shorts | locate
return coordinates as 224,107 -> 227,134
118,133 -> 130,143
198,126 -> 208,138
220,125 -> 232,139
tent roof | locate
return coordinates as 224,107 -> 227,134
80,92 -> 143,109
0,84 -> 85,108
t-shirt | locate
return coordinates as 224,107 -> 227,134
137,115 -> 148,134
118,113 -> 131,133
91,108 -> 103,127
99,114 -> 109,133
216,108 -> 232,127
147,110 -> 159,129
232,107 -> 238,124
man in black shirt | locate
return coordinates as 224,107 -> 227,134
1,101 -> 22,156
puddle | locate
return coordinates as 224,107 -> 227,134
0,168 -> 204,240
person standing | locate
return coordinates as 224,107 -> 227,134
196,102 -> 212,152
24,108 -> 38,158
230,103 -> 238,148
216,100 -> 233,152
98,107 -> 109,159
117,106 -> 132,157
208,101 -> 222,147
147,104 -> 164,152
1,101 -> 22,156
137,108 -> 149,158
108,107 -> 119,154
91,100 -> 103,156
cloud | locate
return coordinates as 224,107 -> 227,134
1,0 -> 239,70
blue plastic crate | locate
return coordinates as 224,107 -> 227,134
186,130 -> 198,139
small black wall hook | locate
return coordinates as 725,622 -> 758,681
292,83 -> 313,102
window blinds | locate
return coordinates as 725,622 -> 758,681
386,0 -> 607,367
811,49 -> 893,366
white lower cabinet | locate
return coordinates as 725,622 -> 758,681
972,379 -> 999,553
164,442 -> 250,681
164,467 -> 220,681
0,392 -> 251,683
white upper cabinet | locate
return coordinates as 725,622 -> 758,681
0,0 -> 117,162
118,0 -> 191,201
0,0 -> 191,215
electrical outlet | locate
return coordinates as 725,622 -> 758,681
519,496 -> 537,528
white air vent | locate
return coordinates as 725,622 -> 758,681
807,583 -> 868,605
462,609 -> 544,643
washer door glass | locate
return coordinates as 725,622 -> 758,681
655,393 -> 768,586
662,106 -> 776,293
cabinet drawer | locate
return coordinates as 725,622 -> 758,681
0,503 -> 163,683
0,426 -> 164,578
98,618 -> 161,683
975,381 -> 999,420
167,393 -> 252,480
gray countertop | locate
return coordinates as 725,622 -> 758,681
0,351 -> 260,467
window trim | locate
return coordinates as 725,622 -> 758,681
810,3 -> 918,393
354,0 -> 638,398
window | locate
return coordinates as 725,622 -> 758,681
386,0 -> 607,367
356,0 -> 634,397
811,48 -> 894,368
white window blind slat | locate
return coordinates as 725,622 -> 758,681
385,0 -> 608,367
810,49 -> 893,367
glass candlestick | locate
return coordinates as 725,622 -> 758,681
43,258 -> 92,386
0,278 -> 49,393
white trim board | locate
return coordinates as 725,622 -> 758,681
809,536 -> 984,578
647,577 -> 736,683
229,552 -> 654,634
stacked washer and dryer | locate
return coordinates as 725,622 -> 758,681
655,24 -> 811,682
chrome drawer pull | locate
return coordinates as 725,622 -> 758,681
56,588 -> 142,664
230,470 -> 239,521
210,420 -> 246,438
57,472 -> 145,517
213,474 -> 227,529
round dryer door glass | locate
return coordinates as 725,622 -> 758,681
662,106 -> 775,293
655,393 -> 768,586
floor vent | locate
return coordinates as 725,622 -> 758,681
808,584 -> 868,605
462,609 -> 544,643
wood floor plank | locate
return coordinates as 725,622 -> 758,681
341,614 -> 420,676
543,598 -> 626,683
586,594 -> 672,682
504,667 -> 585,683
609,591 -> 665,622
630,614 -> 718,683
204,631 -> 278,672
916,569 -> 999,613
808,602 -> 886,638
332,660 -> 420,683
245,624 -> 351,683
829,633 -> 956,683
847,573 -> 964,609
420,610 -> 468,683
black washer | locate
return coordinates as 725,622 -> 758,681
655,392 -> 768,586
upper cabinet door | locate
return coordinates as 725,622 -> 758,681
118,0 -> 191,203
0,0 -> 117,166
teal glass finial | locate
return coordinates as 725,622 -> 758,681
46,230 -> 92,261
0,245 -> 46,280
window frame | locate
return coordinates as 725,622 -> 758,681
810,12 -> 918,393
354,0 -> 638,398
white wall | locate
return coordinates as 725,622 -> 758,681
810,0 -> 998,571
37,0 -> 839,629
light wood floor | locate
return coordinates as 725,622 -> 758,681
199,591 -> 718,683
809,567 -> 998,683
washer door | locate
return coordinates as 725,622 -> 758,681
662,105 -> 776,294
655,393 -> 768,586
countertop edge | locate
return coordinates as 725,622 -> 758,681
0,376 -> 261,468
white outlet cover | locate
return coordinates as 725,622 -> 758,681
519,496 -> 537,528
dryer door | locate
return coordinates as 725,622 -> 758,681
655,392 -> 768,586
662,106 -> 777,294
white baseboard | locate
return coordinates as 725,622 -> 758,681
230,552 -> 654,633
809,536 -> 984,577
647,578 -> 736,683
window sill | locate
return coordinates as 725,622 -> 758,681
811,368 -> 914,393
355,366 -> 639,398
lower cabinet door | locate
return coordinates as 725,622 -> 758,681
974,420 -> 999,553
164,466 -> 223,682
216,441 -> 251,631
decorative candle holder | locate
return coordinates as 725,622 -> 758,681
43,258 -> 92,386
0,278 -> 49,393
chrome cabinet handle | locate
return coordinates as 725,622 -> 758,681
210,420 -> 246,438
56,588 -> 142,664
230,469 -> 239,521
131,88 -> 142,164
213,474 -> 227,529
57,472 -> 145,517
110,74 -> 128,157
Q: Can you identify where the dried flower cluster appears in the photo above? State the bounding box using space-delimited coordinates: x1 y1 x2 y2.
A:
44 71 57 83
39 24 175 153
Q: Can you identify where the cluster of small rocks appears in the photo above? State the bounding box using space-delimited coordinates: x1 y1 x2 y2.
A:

STATED GOAL:
Convert the lines of the material from the line with "washer door | locate" to the line with "662,106 -> 777,294", both included, into a JSON list of strings with one string per line and no blank lines.

TASK SOLUTION:
[
  "washer door | locate",
  "return coordinates as 725,622 -> 758,681",
  "662,105 -> 776,294",
  "655,393 -> 768,586",
  "countertop edge | locate",
  "return coordinates as 725,622 -> 758,681",
  "0,376 -> 261,468",
  "white outlet cover | locate",
  "return coordinates as 725,622 -> 758,681",
  "519,496 -> 537,528",
  "dryer door | locate",
  "return coordinates as 725,622 -> 758,681",
  "655,392 -> 768,586",
  "662,106 -> 777,294"
]